***** WORKING DATA *****

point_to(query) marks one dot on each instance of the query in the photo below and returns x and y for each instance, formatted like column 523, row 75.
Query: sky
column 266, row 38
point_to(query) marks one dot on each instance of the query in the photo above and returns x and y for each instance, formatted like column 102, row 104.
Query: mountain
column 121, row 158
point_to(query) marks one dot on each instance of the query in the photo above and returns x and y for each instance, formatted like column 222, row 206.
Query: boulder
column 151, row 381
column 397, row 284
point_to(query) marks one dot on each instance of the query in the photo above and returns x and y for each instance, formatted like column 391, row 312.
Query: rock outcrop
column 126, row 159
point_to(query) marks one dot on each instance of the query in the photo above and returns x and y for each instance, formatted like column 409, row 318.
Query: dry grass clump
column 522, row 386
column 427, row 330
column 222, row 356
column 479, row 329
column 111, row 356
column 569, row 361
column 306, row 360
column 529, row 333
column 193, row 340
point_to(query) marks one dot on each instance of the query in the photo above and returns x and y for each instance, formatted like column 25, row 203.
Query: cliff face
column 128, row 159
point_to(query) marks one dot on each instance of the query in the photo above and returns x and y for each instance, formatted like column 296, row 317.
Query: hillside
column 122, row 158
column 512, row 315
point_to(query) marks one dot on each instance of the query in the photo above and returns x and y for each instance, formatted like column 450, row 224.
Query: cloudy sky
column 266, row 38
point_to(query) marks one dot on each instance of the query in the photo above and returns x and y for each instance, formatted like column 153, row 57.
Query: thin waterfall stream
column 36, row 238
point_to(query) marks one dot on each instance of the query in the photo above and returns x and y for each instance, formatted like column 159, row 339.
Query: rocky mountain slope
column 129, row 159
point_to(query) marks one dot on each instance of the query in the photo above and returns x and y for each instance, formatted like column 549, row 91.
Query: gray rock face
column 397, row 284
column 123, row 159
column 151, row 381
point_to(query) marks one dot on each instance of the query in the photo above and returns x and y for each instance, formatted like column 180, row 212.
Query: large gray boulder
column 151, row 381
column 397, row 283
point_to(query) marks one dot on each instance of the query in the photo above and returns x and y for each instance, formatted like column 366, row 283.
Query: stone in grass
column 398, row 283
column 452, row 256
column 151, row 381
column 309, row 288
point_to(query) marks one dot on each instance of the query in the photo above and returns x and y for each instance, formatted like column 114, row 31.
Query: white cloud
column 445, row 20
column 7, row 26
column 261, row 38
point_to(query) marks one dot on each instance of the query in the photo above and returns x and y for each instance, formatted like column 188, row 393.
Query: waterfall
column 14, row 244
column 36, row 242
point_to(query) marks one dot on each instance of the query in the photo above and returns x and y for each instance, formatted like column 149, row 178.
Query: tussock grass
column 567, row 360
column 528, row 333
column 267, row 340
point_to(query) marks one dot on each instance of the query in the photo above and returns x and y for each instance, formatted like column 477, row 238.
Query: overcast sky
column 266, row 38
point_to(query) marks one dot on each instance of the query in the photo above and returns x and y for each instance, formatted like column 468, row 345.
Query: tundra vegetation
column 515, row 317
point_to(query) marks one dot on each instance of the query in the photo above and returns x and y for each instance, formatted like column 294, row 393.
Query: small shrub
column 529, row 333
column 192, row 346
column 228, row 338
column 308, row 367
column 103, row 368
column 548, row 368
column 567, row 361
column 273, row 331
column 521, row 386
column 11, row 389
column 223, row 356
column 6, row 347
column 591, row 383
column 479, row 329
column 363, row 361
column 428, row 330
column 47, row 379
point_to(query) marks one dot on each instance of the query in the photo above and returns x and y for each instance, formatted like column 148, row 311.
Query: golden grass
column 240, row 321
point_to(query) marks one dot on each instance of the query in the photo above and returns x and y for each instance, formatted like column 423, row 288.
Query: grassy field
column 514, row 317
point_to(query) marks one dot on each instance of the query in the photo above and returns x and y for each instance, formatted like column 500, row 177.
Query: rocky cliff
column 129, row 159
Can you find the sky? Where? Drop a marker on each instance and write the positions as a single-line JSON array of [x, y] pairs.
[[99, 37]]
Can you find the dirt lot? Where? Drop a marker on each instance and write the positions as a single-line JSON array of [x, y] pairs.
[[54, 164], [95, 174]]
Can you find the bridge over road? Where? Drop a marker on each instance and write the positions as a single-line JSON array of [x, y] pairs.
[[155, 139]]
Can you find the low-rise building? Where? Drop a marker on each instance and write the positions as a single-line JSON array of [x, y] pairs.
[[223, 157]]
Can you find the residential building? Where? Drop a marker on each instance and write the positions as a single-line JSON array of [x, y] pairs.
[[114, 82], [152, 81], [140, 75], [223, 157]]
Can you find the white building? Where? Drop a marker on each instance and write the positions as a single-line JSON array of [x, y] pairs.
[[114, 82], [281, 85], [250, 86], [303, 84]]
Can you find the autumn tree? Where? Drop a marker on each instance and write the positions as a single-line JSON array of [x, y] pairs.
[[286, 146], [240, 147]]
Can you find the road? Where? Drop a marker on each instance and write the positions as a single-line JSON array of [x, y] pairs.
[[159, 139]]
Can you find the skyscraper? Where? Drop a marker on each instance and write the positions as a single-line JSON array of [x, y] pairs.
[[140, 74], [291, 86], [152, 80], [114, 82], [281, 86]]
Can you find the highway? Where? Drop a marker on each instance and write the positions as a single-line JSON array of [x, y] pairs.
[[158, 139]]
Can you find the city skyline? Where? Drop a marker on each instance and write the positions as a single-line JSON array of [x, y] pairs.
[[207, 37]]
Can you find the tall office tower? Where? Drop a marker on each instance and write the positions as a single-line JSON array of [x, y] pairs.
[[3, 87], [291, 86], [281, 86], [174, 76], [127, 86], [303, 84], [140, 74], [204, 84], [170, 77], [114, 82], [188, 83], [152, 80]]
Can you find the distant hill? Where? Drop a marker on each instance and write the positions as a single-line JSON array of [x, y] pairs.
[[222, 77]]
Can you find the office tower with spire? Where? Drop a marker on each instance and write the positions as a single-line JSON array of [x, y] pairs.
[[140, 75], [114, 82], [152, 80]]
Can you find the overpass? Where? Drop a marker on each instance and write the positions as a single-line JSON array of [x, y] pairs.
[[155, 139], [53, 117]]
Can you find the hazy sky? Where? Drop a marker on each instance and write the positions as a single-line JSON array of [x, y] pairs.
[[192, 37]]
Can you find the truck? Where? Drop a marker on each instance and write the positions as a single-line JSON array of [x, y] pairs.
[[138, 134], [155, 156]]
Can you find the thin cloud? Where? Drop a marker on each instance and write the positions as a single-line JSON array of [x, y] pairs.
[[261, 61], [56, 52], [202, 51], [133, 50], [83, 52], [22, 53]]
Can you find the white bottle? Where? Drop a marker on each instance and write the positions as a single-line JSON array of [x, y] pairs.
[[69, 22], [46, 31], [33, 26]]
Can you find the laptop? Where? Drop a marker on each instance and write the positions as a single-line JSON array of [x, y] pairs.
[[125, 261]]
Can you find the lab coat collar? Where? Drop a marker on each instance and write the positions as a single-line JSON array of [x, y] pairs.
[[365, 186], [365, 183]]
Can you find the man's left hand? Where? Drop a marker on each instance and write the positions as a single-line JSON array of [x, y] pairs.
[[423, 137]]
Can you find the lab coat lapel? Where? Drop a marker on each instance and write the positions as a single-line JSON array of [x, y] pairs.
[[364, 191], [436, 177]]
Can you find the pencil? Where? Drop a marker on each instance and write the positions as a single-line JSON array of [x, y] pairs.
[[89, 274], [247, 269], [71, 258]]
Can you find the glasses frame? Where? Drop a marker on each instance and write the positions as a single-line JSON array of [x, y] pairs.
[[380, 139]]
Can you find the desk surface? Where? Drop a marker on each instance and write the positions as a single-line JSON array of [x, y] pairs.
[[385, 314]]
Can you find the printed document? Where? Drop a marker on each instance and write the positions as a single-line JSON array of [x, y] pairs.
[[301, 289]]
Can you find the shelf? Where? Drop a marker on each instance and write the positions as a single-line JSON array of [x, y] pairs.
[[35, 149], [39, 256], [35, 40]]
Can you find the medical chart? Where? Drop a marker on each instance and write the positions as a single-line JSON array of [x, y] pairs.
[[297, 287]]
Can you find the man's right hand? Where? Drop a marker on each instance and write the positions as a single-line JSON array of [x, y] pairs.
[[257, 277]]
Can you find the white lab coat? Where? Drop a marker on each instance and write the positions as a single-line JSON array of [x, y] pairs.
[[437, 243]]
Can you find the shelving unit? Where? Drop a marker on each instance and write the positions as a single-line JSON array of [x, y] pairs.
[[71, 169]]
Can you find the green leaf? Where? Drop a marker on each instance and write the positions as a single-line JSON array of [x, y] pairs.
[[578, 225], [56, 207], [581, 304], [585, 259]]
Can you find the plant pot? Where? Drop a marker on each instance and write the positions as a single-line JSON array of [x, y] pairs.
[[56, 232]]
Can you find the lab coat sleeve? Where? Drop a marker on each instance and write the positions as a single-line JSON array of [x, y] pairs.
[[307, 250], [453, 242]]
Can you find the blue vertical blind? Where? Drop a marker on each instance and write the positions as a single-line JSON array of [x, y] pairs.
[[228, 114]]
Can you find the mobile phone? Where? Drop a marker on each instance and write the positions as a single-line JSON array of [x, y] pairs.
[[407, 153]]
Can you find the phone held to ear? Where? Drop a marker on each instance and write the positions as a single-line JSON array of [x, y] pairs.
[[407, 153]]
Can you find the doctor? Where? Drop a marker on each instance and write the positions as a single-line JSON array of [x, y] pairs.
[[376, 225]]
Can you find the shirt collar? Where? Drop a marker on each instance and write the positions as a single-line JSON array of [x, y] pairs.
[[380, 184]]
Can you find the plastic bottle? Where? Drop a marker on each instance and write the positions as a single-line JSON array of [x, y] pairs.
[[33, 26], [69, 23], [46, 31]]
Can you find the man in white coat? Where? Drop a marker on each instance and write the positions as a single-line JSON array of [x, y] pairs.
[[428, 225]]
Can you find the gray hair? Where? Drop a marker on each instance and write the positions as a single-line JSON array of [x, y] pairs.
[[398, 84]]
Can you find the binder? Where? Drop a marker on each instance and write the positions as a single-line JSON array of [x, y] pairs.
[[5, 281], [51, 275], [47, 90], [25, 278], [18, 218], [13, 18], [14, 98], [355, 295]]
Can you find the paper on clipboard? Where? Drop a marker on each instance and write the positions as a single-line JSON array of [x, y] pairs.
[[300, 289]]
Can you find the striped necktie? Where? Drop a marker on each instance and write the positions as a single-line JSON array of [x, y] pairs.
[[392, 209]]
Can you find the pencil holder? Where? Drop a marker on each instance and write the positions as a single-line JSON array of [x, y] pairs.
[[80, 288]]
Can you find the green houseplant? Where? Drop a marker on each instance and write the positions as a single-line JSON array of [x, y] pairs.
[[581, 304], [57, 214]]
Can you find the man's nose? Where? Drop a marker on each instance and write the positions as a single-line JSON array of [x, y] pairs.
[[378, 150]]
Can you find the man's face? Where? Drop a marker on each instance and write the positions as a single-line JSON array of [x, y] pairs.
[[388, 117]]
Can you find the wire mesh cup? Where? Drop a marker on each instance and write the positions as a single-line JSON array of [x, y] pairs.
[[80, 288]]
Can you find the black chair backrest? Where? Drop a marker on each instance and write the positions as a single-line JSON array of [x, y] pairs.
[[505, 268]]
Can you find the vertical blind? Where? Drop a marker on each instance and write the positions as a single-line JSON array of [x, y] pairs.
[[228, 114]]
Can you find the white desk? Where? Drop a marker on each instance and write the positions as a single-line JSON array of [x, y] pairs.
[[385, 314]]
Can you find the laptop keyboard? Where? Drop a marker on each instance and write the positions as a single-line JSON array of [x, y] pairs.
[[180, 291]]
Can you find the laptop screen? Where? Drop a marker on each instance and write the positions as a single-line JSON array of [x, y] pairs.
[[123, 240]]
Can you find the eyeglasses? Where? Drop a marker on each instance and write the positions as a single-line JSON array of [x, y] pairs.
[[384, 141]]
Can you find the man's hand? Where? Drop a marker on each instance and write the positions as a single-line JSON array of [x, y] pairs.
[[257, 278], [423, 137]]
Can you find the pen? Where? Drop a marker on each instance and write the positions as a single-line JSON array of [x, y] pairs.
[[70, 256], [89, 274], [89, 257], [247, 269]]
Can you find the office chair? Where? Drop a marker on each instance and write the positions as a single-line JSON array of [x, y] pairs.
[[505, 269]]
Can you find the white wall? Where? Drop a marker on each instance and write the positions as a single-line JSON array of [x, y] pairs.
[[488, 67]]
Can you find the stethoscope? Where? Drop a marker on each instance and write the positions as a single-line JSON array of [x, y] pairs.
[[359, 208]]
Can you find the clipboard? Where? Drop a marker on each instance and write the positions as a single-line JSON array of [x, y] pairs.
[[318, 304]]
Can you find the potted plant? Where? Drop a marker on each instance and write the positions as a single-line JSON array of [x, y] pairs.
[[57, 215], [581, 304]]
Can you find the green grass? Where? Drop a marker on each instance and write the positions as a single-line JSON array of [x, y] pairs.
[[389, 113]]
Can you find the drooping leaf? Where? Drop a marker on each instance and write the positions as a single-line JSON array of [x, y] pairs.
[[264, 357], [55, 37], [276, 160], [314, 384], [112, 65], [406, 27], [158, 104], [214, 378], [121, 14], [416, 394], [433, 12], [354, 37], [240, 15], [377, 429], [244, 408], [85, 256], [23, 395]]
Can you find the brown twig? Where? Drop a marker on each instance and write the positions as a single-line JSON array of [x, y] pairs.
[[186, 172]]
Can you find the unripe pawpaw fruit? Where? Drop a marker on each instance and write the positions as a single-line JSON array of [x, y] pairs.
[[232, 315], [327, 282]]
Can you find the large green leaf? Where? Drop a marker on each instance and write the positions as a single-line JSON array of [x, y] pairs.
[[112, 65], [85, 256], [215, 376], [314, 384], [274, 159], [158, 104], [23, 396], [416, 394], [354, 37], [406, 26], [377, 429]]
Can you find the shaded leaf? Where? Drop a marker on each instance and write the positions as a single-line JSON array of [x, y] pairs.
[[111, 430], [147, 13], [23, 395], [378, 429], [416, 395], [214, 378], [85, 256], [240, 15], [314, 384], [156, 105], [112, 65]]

*****

[HOW TO COMPLETE THIS TASK]: The lines needed are the ones from the first line of the entries through the line that contains "222, row 206.", given again without any change.

[TASK OUTPUT]:
point_to(query) marks one dot on each instance of the query in the photo below and returns x and y for each instance, formatted like column 523, row 75.
Query: sky
column 266, row 38
point_to(query) marks one dot on each instance of the query in the photo above and returns x and y for each instance, formatted like column 102, row 104.
Query: mountain
column 121, row 158
point_to(query) marks one dot on each instance of the query in the photo above and returns x and y for each instance, formatted like column 222, row 206.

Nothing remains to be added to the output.